- **Problem details**
Pick up at the line with "the green vegetation". Write it out exactly, along with each later line through the end of the data, and nothing more.

>>>>>

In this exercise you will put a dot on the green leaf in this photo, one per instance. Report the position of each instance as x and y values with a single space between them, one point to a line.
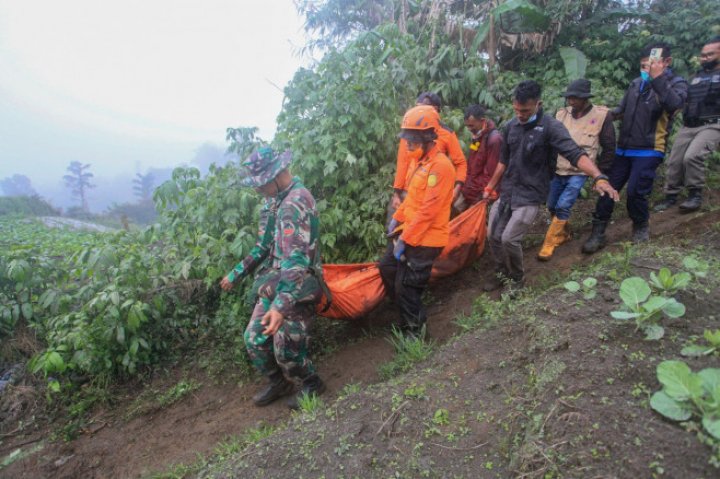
669 407
480 36
27 310
674 309
695 350
634 291
712 337
531 17
54 363
679 381
120 334
575 63
682 280
655 303
653 332
710 379
712 425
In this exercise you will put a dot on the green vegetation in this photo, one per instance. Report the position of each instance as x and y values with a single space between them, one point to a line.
686 394
25 206
646 309
408 351
588 287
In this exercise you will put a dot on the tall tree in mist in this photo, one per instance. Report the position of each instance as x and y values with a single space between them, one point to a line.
143 186
79 182
17 185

<<<<<

- **Written solution**
In this exercise you will put a dot on the green vegetation in this photo, one per instance. Report the position of each instance as x and y values with a single space between them, one point to a line.
686 394
25 206
646 309
408 351
588 287
In this exercise you will put a dot on the tall tree in mist in this photo, one per instance. Report the position of each instance as x and y values with a single space between them, one point to a line.
143 186
79 182
17 185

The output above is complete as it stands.